▶ **What the task requires**
Pick out the lines below that include the string "computer".

___ Entries supplied

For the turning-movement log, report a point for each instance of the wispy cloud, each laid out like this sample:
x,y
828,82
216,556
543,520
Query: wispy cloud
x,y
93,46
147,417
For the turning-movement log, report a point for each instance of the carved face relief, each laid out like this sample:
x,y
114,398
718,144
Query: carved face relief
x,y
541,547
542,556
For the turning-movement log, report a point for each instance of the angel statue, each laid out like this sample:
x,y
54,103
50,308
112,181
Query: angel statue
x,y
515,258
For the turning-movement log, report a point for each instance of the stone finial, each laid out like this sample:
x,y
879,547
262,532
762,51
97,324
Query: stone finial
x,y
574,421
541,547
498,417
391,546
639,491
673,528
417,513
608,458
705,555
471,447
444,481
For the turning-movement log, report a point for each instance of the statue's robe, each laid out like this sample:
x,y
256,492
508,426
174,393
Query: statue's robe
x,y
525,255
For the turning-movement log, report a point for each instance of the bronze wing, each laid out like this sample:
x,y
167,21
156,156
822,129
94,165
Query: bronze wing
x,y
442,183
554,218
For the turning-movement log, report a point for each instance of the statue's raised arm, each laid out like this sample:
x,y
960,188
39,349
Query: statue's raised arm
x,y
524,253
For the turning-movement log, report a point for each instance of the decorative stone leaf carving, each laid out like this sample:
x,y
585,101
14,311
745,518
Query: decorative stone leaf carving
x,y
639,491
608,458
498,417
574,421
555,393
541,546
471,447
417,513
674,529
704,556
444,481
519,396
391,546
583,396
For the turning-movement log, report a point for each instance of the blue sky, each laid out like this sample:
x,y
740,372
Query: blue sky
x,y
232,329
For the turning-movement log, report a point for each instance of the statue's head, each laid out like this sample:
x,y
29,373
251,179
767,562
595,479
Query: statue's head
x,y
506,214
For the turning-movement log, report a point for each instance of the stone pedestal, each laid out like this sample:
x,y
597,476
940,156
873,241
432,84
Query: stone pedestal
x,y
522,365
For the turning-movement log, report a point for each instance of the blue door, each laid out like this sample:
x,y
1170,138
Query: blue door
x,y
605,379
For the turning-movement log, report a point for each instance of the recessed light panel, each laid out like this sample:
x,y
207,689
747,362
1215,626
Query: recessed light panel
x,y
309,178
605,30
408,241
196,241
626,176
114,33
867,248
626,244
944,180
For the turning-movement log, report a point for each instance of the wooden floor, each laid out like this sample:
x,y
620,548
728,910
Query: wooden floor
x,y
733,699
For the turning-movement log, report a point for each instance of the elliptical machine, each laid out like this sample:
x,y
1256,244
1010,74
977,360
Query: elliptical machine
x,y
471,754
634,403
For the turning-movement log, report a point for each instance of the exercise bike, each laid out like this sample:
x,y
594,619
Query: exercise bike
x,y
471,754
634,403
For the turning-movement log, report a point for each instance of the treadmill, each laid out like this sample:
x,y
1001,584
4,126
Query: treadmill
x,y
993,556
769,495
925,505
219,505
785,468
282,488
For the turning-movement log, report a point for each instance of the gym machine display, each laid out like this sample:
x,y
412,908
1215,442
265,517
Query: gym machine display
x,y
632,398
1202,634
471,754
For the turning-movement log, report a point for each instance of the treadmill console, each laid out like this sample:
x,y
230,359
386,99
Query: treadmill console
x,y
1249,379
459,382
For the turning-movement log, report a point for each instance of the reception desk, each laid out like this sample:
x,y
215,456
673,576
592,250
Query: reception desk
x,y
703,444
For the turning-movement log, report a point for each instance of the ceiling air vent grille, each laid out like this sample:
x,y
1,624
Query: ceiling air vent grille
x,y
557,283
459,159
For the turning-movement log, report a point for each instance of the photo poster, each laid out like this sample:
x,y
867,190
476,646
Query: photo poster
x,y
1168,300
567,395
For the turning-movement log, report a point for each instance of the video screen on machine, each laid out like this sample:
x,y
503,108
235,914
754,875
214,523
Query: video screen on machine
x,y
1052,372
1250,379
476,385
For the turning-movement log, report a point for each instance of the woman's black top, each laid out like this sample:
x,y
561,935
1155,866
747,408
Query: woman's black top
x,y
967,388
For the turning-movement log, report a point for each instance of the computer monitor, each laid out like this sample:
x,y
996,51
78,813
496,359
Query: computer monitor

______

▶ **Answer space**
For the turning-movement log, report a point for each instance of the computer monitor, each laid out like this sample:
Query: computer monitor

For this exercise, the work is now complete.